Hi! So you have some scientists at your disposal, but what you're really hankering for are some graphs.
Look no further, the kittens got your back:
By the end of this document, you will have:
- A small userscript which collects kittens data and pushes it to...
- A small gateway server which receives said data and exposes it to...
- A Prometheus server which scrapes & graphs data
This assumes you have docker and docker-compose, search the web for how to install those in your favourite operating system and flavour and all.
Compose things up:
$ docker-compose up -d
The images will be pulled, containers will be built, the whole shebang. Once all that's done, you will have two servers listening:
- http://localhost:9090 is the Prometheus server
- http://localhost:9091 is the analysts gateway
Now, head on over to the bookmarklet, and copy it into your console. The short script will send a delegation to talk to your kittens, asking for inventories and energy levels and pulling out happiness questionnaires and all that.

Data block –
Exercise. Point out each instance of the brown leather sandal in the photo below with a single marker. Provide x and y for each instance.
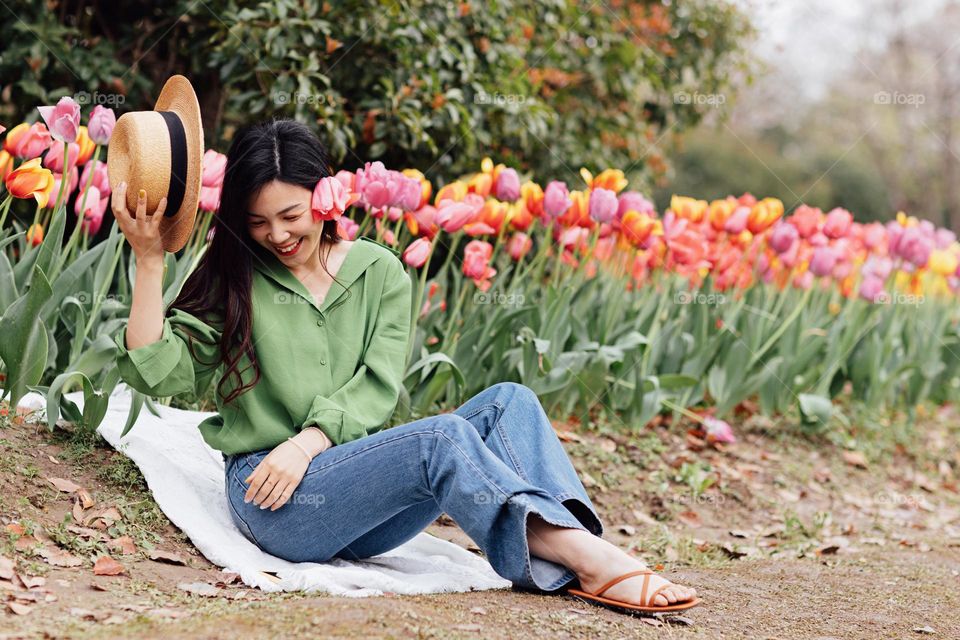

Problem set –
- 1) Answer these from the kittens graphing guide:
(a) What must already be installed before you start?
(b) What command brings everything up?
(c) At which address does the Prometheus server listen?
- 2) Pick up the kittens graphing guide after its last sentence and keep writing it.

Responses per task –
- 1)
(a) Docker and docker-compose.
(b) $ docker-compose up -d
(c) http://localhost:9090

- 2)
Visit prometheus again, and enter a query like:
kittens_village_happiness
...or:
{__name__=~"kittens_resources_manpower|kittens_resources_faith"}
Tada! Pretty tables! Now hit the "Graph" tab for pretty graphs. See Prometheus docs for some more info on querying.
If you're running kittens locally, and not on https://kittensgame.com , then no data will end up being ingested, and you'll be seeing scary errors in the console.
You can specify a KITTENS_FRONTEND
environment variable to allow alternate frontends. For example, if your local kittens server is running on http://localhost:4000
, you can specify (in any of the supported ways):
KITTENS_FRONTEND=http://localhost:4000
For example, in the docker-compose
's environment directive:
docker-compose.yml --- YAML
10 10 - 9090:9090
11 11 catflap:
12 12 build: .
.. 13 environment:
.. 14 - KITTENS_FRONTEND=http://localhost:4000
13 15 ports:
14 16 - 9091:9091
15 17
Load the server back up, things should be peachy.
Alternatively, you can set the value to *
to allow all possible hosts.
In the same directory, you can:
$ docker-compose down
...to stop things and take a breath.
The server just updated and you want in?
$ docker-compose down
$ docker-compose build
$ docker-compose up -d
And things should be good.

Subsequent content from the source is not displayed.